Supplied material.

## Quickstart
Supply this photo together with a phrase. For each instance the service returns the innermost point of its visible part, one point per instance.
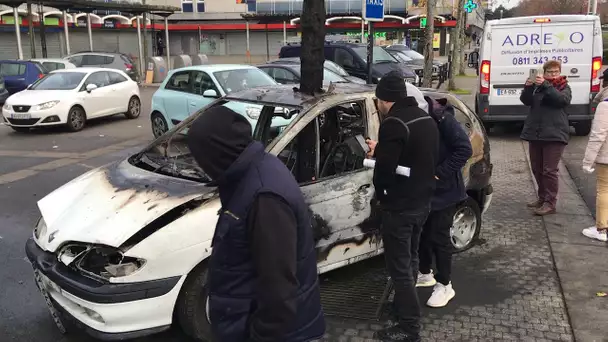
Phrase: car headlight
(253, 112)
(40, 229)
(100, 261)
(46, 105)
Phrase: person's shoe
(545, 209)
(396, 333)
(442, 294)
(593, 233)
(426, 280)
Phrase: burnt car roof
(285, 95)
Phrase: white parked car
(72, 96)
(52, 64)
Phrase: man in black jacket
(262, 274)
(407, 137)
(454, 152)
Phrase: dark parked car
(18, 75)
(111, 60)
(353, 58)
(289, 73)
(3, 92)
(329, 65)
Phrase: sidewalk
(507, 287)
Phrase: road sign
(423, 22)
(373, 10)
(470, 5)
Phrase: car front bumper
(56, 115)
(108, 311)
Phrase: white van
(511, 47)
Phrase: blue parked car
(3, 92)
(18, 75)
(186, 90)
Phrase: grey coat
(547, 120)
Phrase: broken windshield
(170, 155)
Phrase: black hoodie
(216, 140)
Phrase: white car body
(513, 49)
(27, 108)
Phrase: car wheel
(159, 124)
(76, 119)
(134, 108)
(192, 306)
(466, 225)
(21, 129)
(582, 128)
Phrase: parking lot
(507, 287)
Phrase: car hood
(110, 204)
(35, 97)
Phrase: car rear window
(12, 69)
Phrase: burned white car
(122, 250)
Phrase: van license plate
(21, 116)
(508, 92)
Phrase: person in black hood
(262, 273)
(454, 152)
(407, 137)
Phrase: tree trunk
(427, 77)
(460, 26)
(313, 40)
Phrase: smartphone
(533, 74)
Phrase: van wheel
(582, 128)
(191, 307)
(466, 225)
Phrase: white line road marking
(66, 159)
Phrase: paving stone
(506, 287)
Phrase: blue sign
(470, 6)
(373, 10)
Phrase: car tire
(191, 307)
(583, 128)
(21, 129)
(133, 108)
(159, 124)
(77, 118)
(466, 225)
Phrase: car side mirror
(91, 87)
(473, 59)
(210, 93)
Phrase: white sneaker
(426, 280)
(442, 294)
(593, 233)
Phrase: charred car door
(327, 160)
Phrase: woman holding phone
(547, 131)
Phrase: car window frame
(110, 73)
(174, 75)
(86, 81)
(193, 86)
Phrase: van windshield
(380, 56)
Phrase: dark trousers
(435, 243)
(544, 157)
(401, 237)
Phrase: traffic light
(423, 22)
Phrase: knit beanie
(391, 87)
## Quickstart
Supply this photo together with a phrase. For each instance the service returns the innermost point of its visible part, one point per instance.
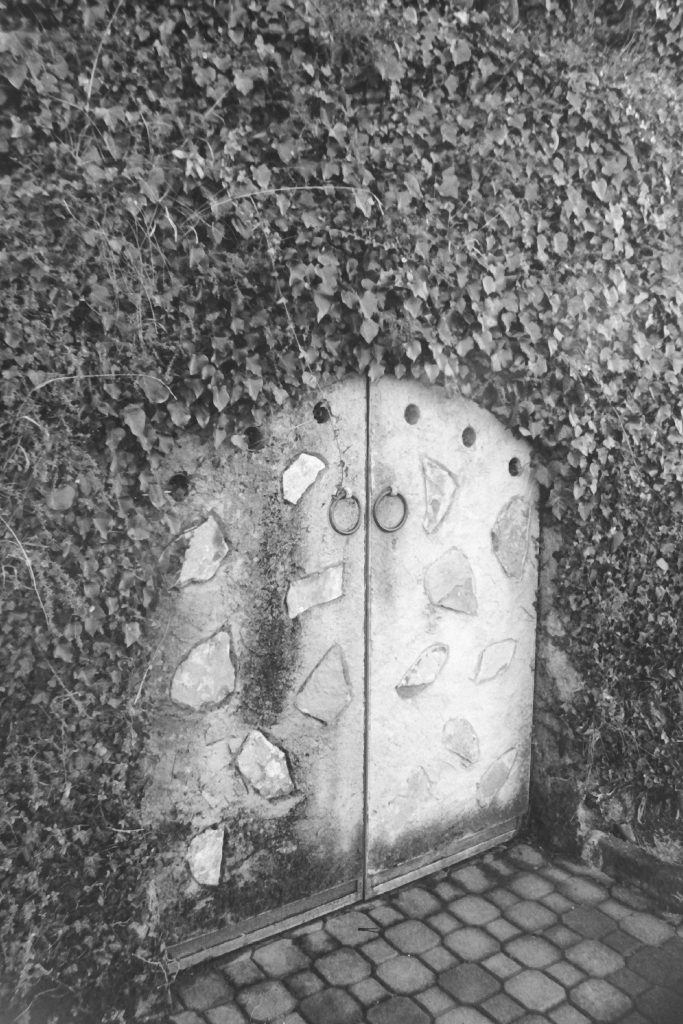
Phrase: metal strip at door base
(263, 926)
(463, 849)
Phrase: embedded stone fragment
(510, 537)
(495, 659)
(326, 692)
(318, 588)
(300, 475)
(440, 486)
(264, 766)
(496, 776)
(205, 553)
(450, 583)
(205, 856)
(424, 672)
(459, 736)
(206, 676)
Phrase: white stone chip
(205, 856)
(300, 475)
(318, 588)
(205, 553)
(206, 676)
(264, 766)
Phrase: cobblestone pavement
(511, 936)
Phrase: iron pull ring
(343, 496)
(383, 495)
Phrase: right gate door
(451, 625)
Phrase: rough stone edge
(632, 865)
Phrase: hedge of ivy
(208, 208)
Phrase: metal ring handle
(343, 496)
(389, 493)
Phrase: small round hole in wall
(255, 438)
(322, 412)
(178, 486)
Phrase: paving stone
(524, 854)
(647, 928)
(589, 922)
(442, 923)
(662, 1006)
(530, 916)
(600, 1000)
(535, 990)
(582, 891)
(332, 1006)
(471, 879)
(562, 936)
(566, 974)
(343, 967)
(378, 950)
(242, 971)
(280, 958)
(472, 943)
(532, 951)
(315, 943)
(434, 1000)
(474, 909)
(225, 1015)
(595, 958)
(628, 981)
(503, 898)
(265, 1000)
(557, 902)
(530, 886)
(397, 1010)
(564, 1014)
(621, 942)
(417, 902)
(386, 915)
(204, 988)
(404, 975)
(351, 929)
(304, 984)
(369, 991)
(502, 966)
(469, 983)
(614, 909)
(502, 929)
(502, 1009)
(437, 958)
(412, 937)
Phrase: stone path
(511, 936)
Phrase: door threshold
(418, 867)
(209, 945)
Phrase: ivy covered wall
(209, 208)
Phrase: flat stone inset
(424, 672)
(450, 583)
(205, 553)
(317, 588)
(326, 692)
(300, 475)
(496, 776)
(495, 659)
(205, 856)
(459, 736)
(510, 537)
(264, 766)
(440, 486)
(206, 676)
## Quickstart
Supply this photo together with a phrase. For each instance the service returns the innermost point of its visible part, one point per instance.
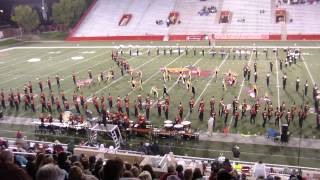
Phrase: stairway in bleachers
(250, 17)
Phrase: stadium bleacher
(248, 19)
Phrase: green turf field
(15, 70)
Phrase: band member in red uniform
(178, 119)
(40, 85)
(33, 106)
(253, 115)
(85, 107)
(119, 104)
(18, 95)
(302, 116)
(244, 109)
(3, 100)
(41, 118)
(60, 117)
(96, 104)
(127, 108)
(278, 115)
(104, 116)
(63, 97)
(180, 109)
(74, 78)
(201, 110)
(212, 102)
(236, 118)
(226, 114)
(74, 96)
(191, 105)
(90, 74)
(270, 112)
(76, 105)
(52, 98)
(102, 100)
(166, 110)
(58, 80)
(141, 121)
(147, 107)
(30, 87)
(293, 110)
(159, 107)
(126, 121)
(264, 117)
(66, 106)
(140, 102)
(221, 106)
(16, 102)
(26, 102)
(136, 106)
(11, 102)
(58, 105)
(82, 101)
(110, 101)
(49, 107)
(49, 83)
(50, 119)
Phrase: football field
(19, 65)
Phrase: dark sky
(8, 5)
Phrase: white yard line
(207, 85)
(6, 49)
(278, 88)
(55, 72)
(154, 46)
(147, 62)
(310, 75)
(240, 91)
(31, 55)
(174, 60)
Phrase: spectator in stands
(50, 172)
(113, 169)
(127, 174)
(98, 166)
(179, 170)
(145, 175)
(170, 171)
(92, 162)
(6, 157)
(259, 170)
(62, 161)
(196, 174)
(10, 171)
(75, 173)
(135, 171)
(187, 174)
(236, 151)
(85, 164)
(3, 144)
(227, 165)
(223, 175)
(148, 168)
(19, 135)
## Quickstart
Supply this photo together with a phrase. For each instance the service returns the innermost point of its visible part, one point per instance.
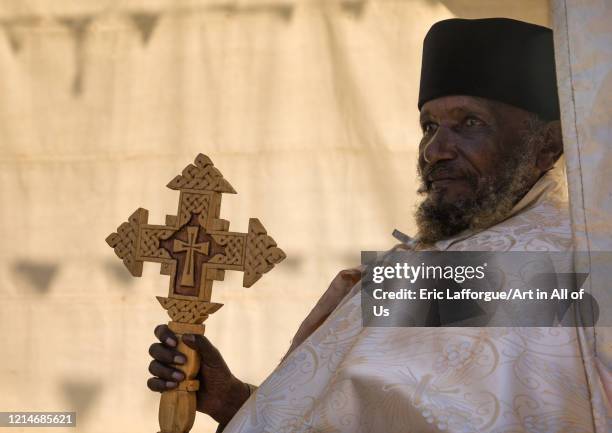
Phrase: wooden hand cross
(194, 248)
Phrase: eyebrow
(425, 115)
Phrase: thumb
(209, 354)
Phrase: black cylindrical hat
(495, 58)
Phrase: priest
(491, 180)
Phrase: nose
(440, 147)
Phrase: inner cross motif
(190, 247)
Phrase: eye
(472, 122)
(429, 128)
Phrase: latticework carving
(125, 241)
(187, 311)
(261, 253)
(193, 203)
(149, 242)
(234, 249)
(202, 176)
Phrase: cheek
(452, 191)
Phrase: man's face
(474, 163)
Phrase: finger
(166, 355)
(162, 371)
(160, 385)
(165, 335)
(209, 354)
(351, 274)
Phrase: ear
(552, 146)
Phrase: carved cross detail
(195, 247)
(190, 247)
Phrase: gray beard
(492, 203)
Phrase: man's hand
(220, 394)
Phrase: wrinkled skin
(477, 158)
(465, 139)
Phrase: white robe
(347, 378)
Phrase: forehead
(457, 104)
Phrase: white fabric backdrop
(307, 107)
(584, 73)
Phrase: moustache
(444, 170)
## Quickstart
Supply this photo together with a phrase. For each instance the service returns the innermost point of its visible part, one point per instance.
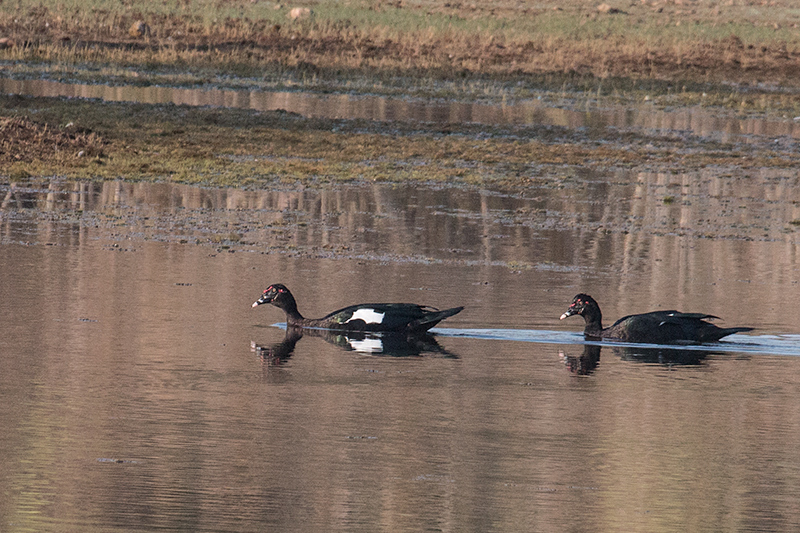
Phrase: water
(141, 392)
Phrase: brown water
(133, 400)
(704, 122)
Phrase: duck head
(279, 296)
(581, 305)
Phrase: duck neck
(594, 323)
(293, 316)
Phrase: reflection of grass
(564, 41)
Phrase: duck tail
(724, 332)
(432, 318)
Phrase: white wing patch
(367, 345)
(370, 316)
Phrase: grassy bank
(743, 41)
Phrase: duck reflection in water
(278, 353)
(584, 364)
(662, 356)
(385, 343)
(587, 362)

What is required. Transcribe exactly the portion of the material above that runs from the line containing "Phrase: carved cross detail" through its last line, omitting all pictures.

Solution.
Phrase: carved cross detail
(195, 247)
(190, 247)
Phrase: gray beard
(492, 203)
Phrase: man's hand
(220, 394)
Phrase: wrinkled skin
(477, 158)
(465, 139)
Phrase: white robe
(347, 378)
Phrase: forehead
(457, 104)
Phrase: white fabric backdrop
(307, 107)
(584, 73)
Phrase: moustache
(444, 170)
## Quickstart
Supply this photo together with a phrase. For each instance the service returns the innermost point of its visible part, one point per instance.
Phrase: water
(141, 392)
Phrase: brown water
(133, 400)
(704, 122)
Phrase: duck head
(279, 296)
(581, 305)
Phrase: duck neck
(594, 323)
(293, 316)
Phrase: reflection of grass
(564, 41)
Phrase: duck tail
(724, 332)
(432, 318)
Phrase: white wing patch
(367, 345)
(370, 316)
Phrase: grassy bank
(743, 41)
Phrase: duck reflection in water
(278, 353)
(584, 364)
(662, 356)
(385, 343)
(587, 362)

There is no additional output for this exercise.